Stated goal: Copy out the items from the line containing "Exercise. Point to the suit" through the line containing "Target: suit lapel", swapping "lapel" for "collar" and leaving everything else untouched.

[Raw records]
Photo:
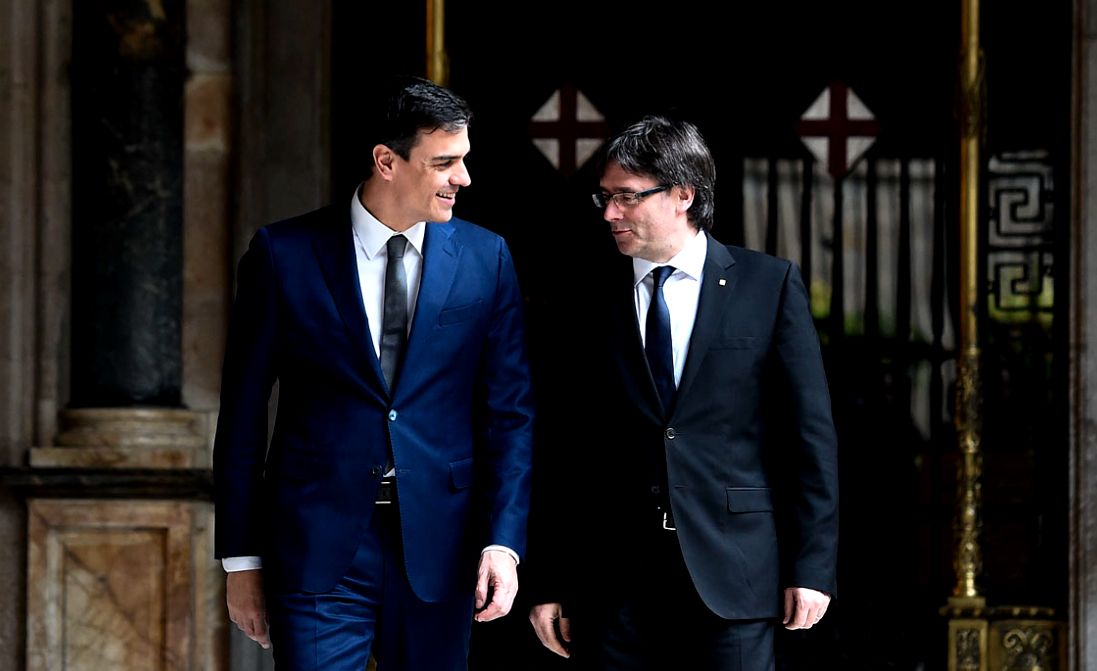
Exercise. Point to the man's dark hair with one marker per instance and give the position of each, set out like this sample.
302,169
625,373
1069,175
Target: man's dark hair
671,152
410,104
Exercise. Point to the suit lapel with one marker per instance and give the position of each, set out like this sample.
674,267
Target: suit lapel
==
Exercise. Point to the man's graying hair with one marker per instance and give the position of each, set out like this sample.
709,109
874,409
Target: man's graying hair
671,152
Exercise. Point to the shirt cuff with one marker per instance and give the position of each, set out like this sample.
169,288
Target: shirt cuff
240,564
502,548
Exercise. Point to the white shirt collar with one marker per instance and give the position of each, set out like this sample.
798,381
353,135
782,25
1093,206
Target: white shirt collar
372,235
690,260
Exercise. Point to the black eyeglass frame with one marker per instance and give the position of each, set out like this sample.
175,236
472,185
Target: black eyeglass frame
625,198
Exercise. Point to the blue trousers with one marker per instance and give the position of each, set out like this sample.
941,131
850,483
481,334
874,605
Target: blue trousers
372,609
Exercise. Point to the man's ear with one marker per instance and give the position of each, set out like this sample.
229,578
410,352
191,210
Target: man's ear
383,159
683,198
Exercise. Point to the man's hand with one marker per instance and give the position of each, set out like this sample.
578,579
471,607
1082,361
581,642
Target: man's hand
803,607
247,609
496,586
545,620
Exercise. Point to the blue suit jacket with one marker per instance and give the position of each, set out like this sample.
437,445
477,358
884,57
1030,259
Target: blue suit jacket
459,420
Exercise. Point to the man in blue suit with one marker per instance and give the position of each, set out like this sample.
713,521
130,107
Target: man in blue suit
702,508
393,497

Output below:
Exercise. Point to the suit collar with one marker per instance and give the position of each, set out like this sample.
674,267
Target: suit collar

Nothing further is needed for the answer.